[Consegna A]: Ripeti parola per parola il passo del brano sulla statua di Campo dei Fiori che va da "Secondo Massimo Bucciantini, che" fino a "a Giordano Bruno." incluso.
[Consegna B]: Nel brano sulla statua di Campo dei Fiori, in quale anno gli studenti romani poterono rilanciare l'idea del monumento grazie al prestigio di Labriola?

:: Brano da leggere

Secondo Massimo Bucciantini, che della statua di Campo dei Fiori ha scritto adesso la fascinosa storia, il progetto sarebbe definitivamente fallito senza l’intervento di un professore universitario di filosofia destinato a contare nella vicenda del socialismo italiano: Antonio Labriola. Nel 1885, fu grazie al prestigio di Labriola che una rinnovata conventicola di studenti romani poté rilanciare l’idea della statua raccogliendo adesioni – e sottoscrizioni, cioè soldi – da tutta Europa e perfino dalle Americhe. Allora il progetto perse il suo carattere più provinciale e striminzito, di goliardata anticlericale, e assunse la cifra di un omaggio internazionale alla libertà di pensiero. Quelli di Victor Hugo, Ernest Renan, Henrik Ibsen, Walt Whitman, furono soltanto alcuni tra i bei nomi che accettarono di figurare nel Comitato d’onore dell’erigendo monumento a Giordano Bruno.

::::
:: Dati forniti

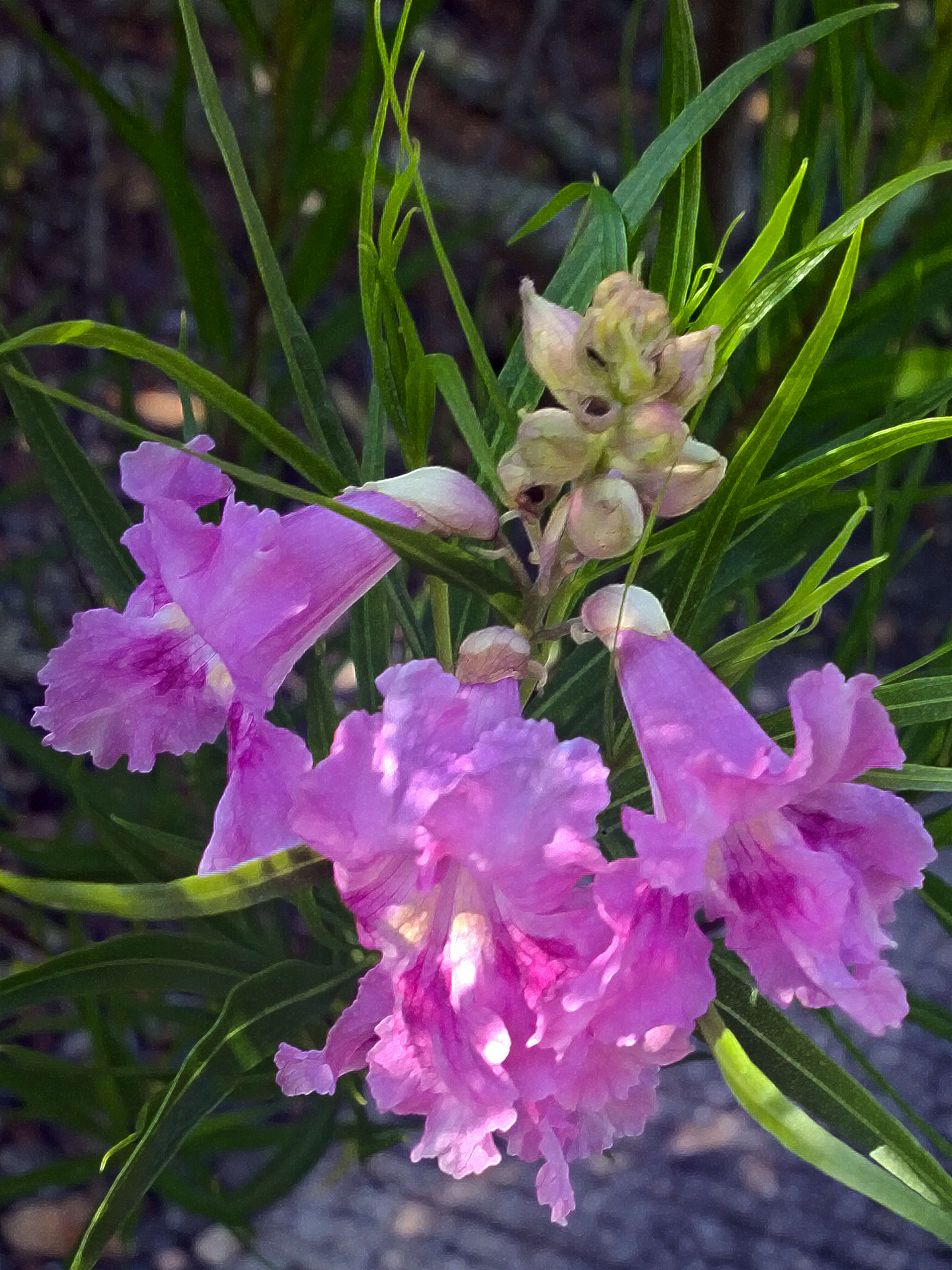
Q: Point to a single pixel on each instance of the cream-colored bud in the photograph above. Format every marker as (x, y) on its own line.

::::

[Svolgimento A]:
Secondo Massimo Bucciantini, che della statua di Campo dei Fiori ha scritto adesso la fascinosa storia, il progetto sarebbe definitivamente fallito senza l’intervento di un professore universitario di filosofia destinato a contare nella vicenda del socialismo italiano: Antonio Labriola. Nel 1885, fu grazie al prestigio di Labriola che una rinnovata conventicola di studenti romani poté rilanciare l’idea della statua raccogliendo adesioni – e sottoscrizioni, cioè soldi – da tutta Europa e perfino dalle Americhe. Allora il progetto perse il suo carattere più provinciale e striminzito, di goliardata anticlericale, e assunse la cifra di un omaggio internazionale alla libertà di pensiero. Quelli di Victor Hugo, Ernest Renan, Henrik Ibsen, Walt Whitman, furono soltanto alcuni tra i bei nomi che accettarono di figurare nel Comitato d’onore dell’erigendo monumento a Giordano Bruno.

[Svolgimento B]: Nel 1885.